= Testo da leggere =

·····

Non è la semplice timidezza, o il senso di inferiorità culturale, che assilla i visitatori dei musei. È panico, nudo e crudo. Una sindrome da paura del vuoto che tiene lontano il visitatore medio dalle mostre di arte contemporanea, dove chi temerariamente entra, esitante come su un campo minato, tiene il cappotto addosso per la paura che la gruccia a cui vorrebbe appenderlo non sia un attaccapanni ma una delle opere esposte (chiedete a qualsiasi direttore di galleria, vi snocciolerà a mezza voce decine di aneddoti esilaranti). Qualche responsabilità bisognerà pur riconoscerla a Duchamp, e soprattutto ai suoi poco fantasiosi epigoni, per quell'idea che ogni oggetto trovato per strada sia un'opera d'arte non appena l'artista la definisce tale. Così, da un secolo, all'incertezza del giudizio estetico (quest'oggetto è bello?) s'è aggiunto il ben più terrificante dilemma ontologico (quest'oggetto è arte?). Cavarcela dicendo che, se si trova in un museo, allora è arte, è solo uno stratagemma tautologico che ci cava dall'impiccio ma, nel foro interiore, non ci rassicura per niente. Perché conosciamo, uscendo dalla mostra o dal museo, la sgradevole sensazione di saperne quanto, se non meno, sapevamo prima di entrarvi.

·····

= Dati di partenza =
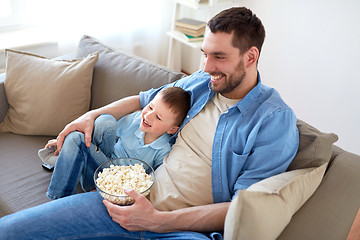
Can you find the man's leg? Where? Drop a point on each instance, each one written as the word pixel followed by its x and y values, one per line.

·····

= Serie di compiti =
(a) Rispondi alle domande seguenti basandoti sul testo sui visitatori dei musei, con le risposte segnate (i), (ii), (iii) come le domande.
(i) Per quale paura chi entra in una mostra di arte contemporanea tiene il cappotto addosso?
(ii) A chi il testo dice che bisognerà riconoscere qualche responsabilità?
(iii) Quale dilemma si è aggiunto, da un secolo, all'incertezza del giudizio estetico?
(b) Stabilisci se ciascuna affermazione concorda con il testo sui visitatori dei musei. Rispondi sì o no e riporta tra virgolette le parole del testo che lo decidono.
(i) Ciò che assilla i visitatori dei musei è la semplice timidezza.
(ii) Dire che un oggetto è arte perché si trova in un museo ci rassicura nel foro interiore.
(iii) Qualsiasi direttore di galleria può raccontare decine di aneddoti sui visitatori.
(c) Riassumi in due frasi il testo sui visitatori dei musei.

= Risposte per compito =
(a)
(i) Per la paura che la gruccia a cui vorrebbe appenderlo non sia un attaccapanni ma una delle opere esposte.
(ii) A Duchamp e soprattutto ai suoi poco fantasiosi epigoni.
(iii) Il dilemma ontologico: quest'oggetto è arte?

(b)
(i) No: "Non è la semplice timidezza, o il senso di inferiorità culturale, che assilla i visitatori dei musei. È panico, nudo e crudo."
(ii) No: "nel foro interiore, non ci rassicura per niente"
(iii) Sì: "chiedete a qualsiasi direttore di galleria, vi snocciolerà a mezza voce decine di aneddoti esilaranti"

(c) Secondo il testo, chi visita le mostre di arte contemporanea prova un vero panico, tanto da tenere il cappotto addosso per timore che la gruccia sia un'opera esposta. Parte della responsabilità va a Duchamp e ai suoi epigoni, per l'idea che ogni oggetto trovato per strada sia arte se l'artista la definisce tale, e così all'incertezza sul bello si è aggiunto il dubbio se un oggetto sia arte, mentre dalla mostra si esce sapendone quanto prima, se non meno.